Segment Start: Records provided

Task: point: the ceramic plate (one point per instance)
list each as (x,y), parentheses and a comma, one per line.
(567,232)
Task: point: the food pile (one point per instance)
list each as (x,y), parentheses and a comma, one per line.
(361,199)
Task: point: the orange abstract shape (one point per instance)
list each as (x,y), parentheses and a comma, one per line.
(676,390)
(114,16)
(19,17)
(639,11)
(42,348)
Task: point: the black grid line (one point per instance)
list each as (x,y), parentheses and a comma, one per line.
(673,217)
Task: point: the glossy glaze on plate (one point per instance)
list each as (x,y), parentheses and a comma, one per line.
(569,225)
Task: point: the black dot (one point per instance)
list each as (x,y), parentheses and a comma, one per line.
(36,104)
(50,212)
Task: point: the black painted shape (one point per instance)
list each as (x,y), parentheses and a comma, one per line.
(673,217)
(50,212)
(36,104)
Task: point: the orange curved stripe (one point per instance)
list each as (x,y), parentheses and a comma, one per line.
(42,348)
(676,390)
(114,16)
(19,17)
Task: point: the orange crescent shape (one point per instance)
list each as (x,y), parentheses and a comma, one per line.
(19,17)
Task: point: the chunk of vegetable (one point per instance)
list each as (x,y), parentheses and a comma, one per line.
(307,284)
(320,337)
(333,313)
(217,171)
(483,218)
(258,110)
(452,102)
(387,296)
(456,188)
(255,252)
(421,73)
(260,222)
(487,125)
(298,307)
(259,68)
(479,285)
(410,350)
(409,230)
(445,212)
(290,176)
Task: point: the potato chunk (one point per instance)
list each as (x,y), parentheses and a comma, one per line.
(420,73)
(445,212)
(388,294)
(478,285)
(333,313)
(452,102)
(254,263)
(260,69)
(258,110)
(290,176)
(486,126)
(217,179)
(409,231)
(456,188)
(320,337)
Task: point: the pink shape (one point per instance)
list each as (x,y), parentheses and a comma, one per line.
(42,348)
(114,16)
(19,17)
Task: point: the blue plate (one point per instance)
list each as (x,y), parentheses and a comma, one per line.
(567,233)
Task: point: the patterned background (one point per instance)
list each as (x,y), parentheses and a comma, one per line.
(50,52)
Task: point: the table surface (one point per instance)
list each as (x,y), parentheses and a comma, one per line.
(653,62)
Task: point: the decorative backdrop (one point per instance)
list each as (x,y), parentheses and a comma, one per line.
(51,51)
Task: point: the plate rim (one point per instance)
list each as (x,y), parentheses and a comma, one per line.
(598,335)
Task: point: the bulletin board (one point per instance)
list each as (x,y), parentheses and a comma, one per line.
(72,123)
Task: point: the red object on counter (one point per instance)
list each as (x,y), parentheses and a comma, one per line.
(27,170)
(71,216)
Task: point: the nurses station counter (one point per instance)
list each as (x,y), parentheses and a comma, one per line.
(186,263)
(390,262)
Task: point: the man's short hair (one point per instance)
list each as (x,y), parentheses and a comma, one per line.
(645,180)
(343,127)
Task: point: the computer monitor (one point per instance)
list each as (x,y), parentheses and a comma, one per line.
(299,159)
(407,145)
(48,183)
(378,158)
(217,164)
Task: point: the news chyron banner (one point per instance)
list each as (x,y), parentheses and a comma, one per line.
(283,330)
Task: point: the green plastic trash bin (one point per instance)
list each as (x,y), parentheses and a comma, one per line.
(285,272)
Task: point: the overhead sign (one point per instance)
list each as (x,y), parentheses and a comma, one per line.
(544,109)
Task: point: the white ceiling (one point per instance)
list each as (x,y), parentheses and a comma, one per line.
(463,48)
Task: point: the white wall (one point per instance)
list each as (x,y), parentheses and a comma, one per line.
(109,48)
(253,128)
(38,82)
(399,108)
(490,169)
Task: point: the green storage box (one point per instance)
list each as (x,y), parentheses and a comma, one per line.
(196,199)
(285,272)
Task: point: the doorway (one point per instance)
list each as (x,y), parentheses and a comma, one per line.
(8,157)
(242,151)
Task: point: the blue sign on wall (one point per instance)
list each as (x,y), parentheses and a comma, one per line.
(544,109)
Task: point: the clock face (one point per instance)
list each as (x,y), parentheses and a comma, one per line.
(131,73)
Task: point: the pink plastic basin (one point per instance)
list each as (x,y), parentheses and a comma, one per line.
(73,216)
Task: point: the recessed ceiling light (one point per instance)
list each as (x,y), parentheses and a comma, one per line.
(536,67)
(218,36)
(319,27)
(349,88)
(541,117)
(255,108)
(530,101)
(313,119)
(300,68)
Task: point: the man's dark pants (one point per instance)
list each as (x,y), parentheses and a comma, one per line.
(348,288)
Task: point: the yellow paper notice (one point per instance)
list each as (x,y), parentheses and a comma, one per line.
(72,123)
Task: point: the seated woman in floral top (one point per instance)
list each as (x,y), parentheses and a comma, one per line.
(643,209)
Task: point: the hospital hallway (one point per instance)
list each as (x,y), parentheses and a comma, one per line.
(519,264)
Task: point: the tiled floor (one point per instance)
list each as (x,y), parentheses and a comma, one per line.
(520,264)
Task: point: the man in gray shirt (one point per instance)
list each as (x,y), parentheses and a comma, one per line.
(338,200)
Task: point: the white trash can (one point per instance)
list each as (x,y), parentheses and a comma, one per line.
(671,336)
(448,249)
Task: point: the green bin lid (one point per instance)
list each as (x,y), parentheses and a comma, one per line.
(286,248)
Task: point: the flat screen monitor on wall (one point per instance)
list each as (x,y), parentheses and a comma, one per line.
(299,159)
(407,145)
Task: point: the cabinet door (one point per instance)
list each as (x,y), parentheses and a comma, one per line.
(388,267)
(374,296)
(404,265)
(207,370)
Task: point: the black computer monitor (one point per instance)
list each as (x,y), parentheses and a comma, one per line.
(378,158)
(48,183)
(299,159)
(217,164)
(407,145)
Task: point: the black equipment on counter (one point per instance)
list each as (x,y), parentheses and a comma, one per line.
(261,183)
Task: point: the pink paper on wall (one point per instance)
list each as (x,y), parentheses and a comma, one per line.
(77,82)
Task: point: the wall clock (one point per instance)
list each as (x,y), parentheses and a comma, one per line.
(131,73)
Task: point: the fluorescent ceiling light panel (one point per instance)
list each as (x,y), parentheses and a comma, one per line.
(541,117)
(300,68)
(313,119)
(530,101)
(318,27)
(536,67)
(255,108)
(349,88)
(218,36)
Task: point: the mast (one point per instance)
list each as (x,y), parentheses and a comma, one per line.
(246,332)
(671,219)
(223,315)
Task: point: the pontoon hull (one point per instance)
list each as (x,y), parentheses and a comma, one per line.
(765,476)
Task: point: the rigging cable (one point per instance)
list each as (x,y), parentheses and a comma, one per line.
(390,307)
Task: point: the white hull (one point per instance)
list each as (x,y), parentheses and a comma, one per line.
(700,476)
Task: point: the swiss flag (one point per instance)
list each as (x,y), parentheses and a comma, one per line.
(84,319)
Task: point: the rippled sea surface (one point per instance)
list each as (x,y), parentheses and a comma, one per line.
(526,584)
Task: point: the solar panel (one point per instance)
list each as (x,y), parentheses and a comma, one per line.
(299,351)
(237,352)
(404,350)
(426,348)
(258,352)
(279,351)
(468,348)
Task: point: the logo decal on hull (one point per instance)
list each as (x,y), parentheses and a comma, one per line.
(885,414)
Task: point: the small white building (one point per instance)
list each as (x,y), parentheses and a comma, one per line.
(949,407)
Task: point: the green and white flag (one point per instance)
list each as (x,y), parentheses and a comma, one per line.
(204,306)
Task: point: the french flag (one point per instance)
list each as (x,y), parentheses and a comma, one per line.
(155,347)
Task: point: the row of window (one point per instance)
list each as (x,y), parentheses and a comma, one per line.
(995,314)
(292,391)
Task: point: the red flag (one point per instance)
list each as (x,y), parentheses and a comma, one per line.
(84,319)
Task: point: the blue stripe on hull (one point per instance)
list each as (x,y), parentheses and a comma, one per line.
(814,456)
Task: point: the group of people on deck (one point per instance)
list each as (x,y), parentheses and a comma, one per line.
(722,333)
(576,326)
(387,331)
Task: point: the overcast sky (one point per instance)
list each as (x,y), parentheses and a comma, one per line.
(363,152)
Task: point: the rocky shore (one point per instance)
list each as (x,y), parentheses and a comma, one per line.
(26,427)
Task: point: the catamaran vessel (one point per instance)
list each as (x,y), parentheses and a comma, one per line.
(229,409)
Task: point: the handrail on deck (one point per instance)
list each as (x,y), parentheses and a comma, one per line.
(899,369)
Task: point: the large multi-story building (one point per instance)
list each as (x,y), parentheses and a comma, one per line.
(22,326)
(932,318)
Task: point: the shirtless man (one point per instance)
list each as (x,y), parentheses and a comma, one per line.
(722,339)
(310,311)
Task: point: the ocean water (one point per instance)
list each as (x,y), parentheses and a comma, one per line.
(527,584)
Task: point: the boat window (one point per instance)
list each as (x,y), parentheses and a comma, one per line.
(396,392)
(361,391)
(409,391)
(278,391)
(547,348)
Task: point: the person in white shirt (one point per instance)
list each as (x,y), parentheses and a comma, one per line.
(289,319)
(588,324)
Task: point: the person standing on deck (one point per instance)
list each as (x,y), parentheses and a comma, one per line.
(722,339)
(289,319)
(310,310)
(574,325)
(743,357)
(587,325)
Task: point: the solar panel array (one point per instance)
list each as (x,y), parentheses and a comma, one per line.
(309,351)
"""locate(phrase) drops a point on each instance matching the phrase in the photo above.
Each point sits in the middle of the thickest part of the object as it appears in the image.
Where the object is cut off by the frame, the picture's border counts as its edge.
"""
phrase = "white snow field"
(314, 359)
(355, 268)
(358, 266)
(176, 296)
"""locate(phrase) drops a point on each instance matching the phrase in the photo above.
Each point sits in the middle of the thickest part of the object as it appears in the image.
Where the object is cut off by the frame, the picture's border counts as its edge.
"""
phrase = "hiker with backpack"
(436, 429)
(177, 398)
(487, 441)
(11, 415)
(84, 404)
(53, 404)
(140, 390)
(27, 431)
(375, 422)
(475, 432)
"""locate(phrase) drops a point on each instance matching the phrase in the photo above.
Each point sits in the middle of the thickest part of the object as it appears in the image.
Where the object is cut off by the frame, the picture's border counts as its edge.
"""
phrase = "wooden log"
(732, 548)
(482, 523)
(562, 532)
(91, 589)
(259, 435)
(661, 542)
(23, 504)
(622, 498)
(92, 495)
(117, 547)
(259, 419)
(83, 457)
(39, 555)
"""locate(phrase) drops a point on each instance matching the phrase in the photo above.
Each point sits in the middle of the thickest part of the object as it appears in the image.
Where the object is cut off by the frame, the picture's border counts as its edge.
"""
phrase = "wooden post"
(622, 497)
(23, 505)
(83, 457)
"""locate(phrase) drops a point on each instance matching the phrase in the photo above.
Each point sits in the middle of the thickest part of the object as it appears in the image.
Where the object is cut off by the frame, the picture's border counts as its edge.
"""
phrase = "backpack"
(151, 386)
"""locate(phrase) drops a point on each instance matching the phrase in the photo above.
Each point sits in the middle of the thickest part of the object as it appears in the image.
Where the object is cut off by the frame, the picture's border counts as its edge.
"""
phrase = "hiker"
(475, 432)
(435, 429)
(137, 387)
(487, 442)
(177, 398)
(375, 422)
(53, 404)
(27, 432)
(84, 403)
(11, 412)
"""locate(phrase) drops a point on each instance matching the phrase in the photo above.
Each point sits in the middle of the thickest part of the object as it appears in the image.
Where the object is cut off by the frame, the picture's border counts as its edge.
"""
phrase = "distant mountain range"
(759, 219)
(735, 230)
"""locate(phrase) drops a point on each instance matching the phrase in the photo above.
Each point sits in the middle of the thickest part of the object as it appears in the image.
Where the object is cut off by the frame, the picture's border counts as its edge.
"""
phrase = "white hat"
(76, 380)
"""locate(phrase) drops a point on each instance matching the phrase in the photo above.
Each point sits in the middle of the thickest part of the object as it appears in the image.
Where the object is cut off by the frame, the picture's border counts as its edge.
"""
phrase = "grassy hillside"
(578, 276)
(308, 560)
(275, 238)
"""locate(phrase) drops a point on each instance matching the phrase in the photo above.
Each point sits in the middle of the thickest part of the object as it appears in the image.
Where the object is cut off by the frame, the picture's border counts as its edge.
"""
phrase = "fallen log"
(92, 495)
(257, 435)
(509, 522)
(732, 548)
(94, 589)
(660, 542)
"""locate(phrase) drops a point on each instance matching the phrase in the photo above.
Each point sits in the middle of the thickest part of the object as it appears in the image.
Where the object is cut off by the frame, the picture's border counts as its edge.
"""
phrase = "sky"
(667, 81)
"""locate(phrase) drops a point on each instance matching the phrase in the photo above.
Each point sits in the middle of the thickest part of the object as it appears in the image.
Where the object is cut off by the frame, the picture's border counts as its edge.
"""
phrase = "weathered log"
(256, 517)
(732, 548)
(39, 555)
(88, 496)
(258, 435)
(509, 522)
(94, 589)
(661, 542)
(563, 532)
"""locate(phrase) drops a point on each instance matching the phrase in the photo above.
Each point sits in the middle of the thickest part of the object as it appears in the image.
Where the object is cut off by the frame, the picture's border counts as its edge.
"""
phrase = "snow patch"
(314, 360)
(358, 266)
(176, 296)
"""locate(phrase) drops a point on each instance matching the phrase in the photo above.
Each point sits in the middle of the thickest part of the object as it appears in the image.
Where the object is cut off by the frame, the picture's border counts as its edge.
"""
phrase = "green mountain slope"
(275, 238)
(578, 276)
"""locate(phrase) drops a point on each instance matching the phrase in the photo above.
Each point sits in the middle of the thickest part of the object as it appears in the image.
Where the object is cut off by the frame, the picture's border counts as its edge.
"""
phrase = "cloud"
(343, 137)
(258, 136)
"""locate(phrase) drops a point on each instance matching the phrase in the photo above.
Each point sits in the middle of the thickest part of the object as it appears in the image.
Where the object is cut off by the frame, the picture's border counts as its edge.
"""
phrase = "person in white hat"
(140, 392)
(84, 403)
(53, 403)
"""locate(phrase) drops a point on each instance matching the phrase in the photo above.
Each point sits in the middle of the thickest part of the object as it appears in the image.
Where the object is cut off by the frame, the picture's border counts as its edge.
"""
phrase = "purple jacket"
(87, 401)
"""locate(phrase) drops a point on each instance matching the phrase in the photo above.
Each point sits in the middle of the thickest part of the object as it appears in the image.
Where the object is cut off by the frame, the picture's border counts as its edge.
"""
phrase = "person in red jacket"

Segment End: Records provided

▶ [What this task involves]: Review the preceding data and report every line that includes the string "chunk".

▶ [Output for this task]:
Task: point: the chunk of vegetable (one point per instance)
Task: point: the potato chunk (one point per instance)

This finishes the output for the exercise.